===== DATA FOR THIS EXERCISE =====

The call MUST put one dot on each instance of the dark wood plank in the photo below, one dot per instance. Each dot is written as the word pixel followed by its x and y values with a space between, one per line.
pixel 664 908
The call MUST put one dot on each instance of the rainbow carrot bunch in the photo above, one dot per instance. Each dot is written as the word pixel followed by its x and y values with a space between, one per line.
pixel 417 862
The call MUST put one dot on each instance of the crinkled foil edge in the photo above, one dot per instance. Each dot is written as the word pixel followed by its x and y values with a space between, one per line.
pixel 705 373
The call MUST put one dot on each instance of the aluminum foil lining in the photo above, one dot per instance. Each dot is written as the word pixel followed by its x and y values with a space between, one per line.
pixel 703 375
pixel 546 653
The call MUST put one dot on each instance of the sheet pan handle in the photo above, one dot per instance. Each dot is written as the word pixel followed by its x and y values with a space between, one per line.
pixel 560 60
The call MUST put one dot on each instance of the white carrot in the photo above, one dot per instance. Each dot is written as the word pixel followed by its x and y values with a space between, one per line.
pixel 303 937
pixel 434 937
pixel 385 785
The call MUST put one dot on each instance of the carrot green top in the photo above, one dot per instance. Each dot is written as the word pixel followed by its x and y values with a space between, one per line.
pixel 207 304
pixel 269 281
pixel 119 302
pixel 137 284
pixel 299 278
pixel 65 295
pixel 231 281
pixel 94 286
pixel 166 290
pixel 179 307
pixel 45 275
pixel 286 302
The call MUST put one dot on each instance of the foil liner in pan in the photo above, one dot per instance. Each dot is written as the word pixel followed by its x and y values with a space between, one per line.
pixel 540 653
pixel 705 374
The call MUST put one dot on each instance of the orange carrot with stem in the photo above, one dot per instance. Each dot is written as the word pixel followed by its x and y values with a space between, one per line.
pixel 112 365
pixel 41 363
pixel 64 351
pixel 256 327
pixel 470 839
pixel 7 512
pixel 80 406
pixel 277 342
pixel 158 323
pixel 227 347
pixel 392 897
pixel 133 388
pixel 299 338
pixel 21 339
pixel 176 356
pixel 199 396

=====

YOUR TASK - Reproduce verbatim every line from the one containing "of the carrot" through the one containing "pixel 166 290", with both of those lines included.

EXERCISE OUTPUT -
The call MUST put one dot on each instance of the carrot green top in the photo above, one dot per instance. Each dot is written as the word pixel followed by its x and y values with a space between, one per line.
pixel 207 304
pixel 269 281
pixel 119 302
pixel 137 284
pixel 299 278
pixel 65 295
pixel 231 281
pixel 94 286
pixel 166 290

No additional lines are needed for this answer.